> [Listed records]:
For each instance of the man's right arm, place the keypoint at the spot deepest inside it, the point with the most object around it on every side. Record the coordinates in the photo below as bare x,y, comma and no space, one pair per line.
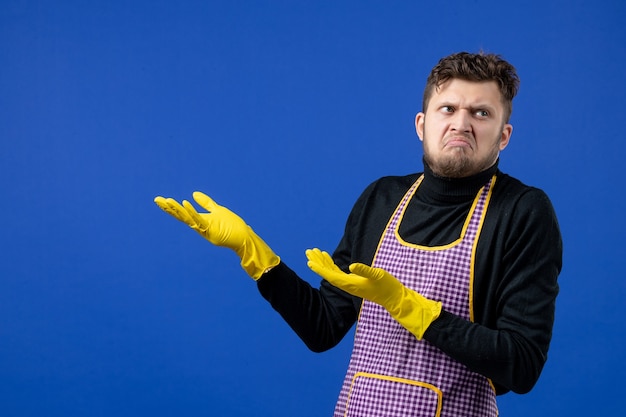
321,317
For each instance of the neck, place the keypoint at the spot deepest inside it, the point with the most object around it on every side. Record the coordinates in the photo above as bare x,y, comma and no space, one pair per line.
445,189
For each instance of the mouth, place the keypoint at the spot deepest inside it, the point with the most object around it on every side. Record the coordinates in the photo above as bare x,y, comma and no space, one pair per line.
457,141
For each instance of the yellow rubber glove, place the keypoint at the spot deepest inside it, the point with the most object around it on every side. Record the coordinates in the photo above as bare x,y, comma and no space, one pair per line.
224,228
413,311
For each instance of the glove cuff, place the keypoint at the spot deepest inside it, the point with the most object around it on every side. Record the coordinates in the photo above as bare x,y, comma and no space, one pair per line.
256,256
415,312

> [The exercise]: Convert every line of the records above into a numbered list, skipping any blank lines and omitting the picture.

> [Solved problem]:
1. For each instance of the man's right arm, place the keypoint at the spot deepest inside it, the point with the most object around it on every side. Record the coordinates in the photo below as bare x,y, comma and no space, one pair per line.
2. 321,317
3. For each instance of the neck, place the keypoint at the spot deepest inside it, the point with the most object around it on every side. Record the coordinates in the photo above as bare x,y, comma and no space, one pair per line.
4. 445,189
5. For each instance of the mouth, place the keypoint at the spot deepest inside it, the point with the most object around it on every side. Record the coordinates in the photo above as bare x,y, comma and no space, one pair per line.
6. 457,141
7. For each instance of the yellow rubber glove, place the keypoint at the spot deepest inside it, the point with the most object around it on every side. Record the coordinates in the photo above as bare x,y, comma and no space, one pair per line.
8. 224,228
9. 413,311
10. For each instance of the glove cuff, place the keypoint at the spot deepest inside it, the point with the most object around it on every side. Record the coordinates in the photo above as bare x,y, comma and no space, one pair per line.
11. 256,256
12. 415,312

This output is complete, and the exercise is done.